*WHAT NEEDS TO BE DONE*. Starting with the line containing "With respect to this scan, where has the cactus center" and going on through the line containing "[46,6,250,200]", rewrite only those entries, keeping the requests unchanged and multiplying every bounding-box coordinate in the answers by 2.5, with each result rounded to a whole number and halves rounded up.

*PROVIDED RECORDS*.
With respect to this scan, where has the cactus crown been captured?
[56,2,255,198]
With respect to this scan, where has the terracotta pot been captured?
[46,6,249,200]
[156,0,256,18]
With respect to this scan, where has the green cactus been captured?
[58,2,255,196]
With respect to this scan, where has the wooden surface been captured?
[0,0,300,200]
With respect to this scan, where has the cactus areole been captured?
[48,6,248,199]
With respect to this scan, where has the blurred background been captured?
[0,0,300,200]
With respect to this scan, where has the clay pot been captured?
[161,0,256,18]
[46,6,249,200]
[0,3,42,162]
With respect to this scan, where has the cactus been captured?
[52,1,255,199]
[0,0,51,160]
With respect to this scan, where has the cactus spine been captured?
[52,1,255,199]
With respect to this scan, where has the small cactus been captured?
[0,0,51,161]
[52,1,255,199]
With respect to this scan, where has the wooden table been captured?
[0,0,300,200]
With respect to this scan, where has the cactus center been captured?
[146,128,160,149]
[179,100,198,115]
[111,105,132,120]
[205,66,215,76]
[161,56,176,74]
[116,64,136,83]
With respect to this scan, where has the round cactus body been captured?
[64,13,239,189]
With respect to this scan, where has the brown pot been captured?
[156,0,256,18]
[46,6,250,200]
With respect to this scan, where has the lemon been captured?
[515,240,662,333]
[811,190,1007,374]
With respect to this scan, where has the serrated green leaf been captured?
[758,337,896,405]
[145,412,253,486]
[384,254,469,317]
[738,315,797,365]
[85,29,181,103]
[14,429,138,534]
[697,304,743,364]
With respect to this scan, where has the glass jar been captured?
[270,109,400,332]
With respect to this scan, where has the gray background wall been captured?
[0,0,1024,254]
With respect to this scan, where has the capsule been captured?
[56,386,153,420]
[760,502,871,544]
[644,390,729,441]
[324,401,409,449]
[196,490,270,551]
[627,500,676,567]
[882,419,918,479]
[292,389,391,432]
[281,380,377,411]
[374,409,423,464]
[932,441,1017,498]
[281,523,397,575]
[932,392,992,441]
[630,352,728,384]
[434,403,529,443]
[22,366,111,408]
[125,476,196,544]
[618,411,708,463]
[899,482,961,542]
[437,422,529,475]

*RESULT OF THIS EXERCISE*.
With respect to this scan, where has the cactus center been captured?
[365,320,400,373]
[448,250,495,288]
[278,263,330,300]
[513,165,538,190]
[403,140,440,185]
[290,160,340,208]
With respect to this scan, where has the round cactus body been captured?
[160,33,598,473]
With respect to this scan, where has the brown pot been captured?
[390,0,640,45]
[115,15,625,500]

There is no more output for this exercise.